-- BEGIN --
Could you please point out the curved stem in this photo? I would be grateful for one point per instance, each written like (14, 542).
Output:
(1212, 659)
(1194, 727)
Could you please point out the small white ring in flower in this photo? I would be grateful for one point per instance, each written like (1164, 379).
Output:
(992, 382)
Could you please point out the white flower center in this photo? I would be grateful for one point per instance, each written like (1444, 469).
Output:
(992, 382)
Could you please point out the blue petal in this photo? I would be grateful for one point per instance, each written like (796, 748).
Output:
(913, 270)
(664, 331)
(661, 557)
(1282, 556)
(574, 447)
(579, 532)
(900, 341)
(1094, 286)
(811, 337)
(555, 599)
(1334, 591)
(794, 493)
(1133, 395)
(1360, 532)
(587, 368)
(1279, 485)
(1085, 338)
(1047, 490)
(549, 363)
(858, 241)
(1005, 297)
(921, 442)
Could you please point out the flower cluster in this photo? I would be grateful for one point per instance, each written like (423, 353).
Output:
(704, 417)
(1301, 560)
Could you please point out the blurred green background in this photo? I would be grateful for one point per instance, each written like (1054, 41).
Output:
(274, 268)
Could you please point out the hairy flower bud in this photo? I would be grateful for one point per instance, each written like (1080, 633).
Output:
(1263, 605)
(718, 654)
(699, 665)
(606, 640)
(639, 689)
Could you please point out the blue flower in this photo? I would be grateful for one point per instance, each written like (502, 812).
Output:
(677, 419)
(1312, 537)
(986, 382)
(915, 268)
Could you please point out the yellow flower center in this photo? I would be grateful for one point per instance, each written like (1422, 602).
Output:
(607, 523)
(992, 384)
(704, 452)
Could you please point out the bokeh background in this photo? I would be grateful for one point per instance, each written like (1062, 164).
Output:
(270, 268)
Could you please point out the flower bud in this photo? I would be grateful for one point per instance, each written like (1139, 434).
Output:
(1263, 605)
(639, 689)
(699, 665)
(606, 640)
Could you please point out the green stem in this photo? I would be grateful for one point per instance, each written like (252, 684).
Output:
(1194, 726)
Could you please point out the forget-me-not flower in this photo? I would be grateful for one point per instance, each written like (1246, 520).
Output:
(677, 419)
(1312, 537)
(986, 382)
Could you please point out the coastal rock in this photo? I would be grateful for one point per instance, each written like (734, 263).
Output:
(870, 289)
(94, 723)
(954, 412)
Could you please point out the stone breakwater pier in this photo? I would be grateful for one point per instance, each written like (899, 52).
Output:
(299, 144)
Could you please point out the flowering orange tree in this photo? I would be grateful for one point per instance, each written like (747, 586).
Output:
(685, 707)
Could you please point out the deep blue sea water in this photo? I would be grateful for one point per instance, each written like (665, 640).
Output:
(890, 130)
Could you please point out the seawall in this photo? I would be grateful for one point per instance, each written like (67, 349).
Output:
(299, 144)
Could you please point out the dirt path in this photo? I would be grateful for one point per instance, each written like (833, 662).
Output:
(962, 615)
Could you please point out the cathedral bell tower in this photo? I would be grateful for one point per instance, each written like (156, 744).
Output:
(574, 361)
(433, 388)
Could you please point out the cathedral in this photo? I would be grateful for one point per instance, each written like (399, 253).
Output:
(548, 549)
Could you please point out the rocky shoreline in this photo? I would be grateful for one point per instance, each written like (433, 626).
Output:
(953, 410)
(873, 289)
-- END --
Can you give the part of the listing above that opens with the line containing "Could you please point out the bokeh" and closes with the line containing "(1194, 726)", both ends included, as a Markdown table? Use the columns Row and Line, and leave out any blank lines.

## The response
| Row | Line |
|---|---|
| 1 | Could you please point out the bokeh background in this photo? I would be grateful for one point per instance, each written like (1062, 164). |
| 2 | Output: |
| 3 | (270, 268) |
| 4 | Could you please point out the flower bud in this photo? I would be grateful for one point per instance, each written like (1139, 434). |
| 5 | Output: |
| 6 | (1263, 605) |
| 7 | (639, 689) |
| 8 | (699, 665) |
| 9 | (606, 640) |
| 10 | Could you please point out the green stem in this photo? I would be grateful for one point per instance, each written like (252, 684). |
| 11 | Output: |
| 12 | (1194, 726) |